Exercise goal:
Word for word, repeat every entry that appears below.
== == ==
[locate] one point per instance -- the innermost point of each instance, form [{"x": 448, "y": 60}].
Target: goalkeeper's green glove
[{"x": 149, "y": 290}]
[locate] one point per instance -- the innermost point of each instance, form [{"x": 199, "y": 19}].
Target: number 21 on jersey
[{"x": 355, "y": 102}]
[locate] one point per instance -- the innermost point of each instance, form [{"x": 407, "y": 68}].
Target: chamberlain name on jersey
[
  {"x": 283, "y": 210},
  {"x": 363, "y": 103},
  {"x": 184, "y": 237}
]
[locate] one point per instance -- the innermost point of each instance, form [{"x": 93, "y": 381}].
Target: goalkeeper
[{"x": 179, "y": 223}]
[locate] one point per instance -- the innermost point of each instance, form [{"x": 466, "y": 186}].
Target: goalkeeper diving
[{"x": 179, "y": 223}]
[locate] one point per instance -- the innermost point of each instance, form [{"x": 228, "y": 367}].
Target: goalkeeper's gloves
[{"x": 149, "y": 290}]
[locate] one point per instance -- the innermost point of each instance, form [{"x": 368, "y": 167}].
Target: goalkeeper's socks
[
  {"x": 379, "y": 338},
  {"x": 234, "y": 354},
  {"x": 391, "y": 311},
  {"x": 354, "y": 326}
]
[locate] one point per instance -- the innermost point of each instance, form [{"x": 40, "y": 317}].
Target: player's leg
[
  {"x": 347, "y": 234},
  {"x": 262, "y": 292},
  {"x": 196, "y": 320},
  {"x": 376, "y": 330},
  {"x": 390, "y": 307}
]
== == ==
Problem solution:
[locate] one point per instance -- the innermost point of each instance, form [{"x": 448, "y": 60}].
Target: goalkeeper's green glove
[{"x": 149, "y": 290}]
[locate] one point per instance -- the innermost point of each instance, form [{"x": 199, "y": 19}].
Target: number 21 on jersey
[{"x": 355, "y": 102}]
[locate] one point per instance -- the innermost point of each instance, form [{"x": 407, "y": 68}].
Target: chamberlain name on jersey
[
  {"x": 283, "y": 210},
  {"x": 363, "y": 103},
  {"x": 184, "y": 237}
]
[locate] one point per instance -- the innermost point of each instance, form [{"x": 93, "y": 381}].
Target: goalkeeper
[{"x": 179, "y": 223}]
[locate] one point per instance -- the innermost point of each instance, form [{"x": 466, "y": 186}].
Target: goalkeeper diving
[{"x": 179, "y": 223}]
[locate] one point per instance -- the innermost point of each instance, form [{"x": 228, "y": 367}].
Target: goalkeeper's gloves
[{"x": 149, "y": 290}]
[locate] one point per instance -- the innermost point of each instance, form [{"x": 368, "y": 167}].
Target: goalkeeper's socks
[
  {"x": 379, "y": 338},
  {"x": 234, "y": 354},
  {"x": 391, "y": 311},
  {"x": 354, "y": 326}
]
[locate] one point per instance -- the innermost point of each instance, form [{"x": 40, "y": 317}].
Target: player's leg
[
  {"x": 347, "y": 234},
  {"x": 262, "y": 292},
  {"x": 196, "y": 320},
  {"x": 376, "y": 330},
  {"x": 390, "y": 307}
]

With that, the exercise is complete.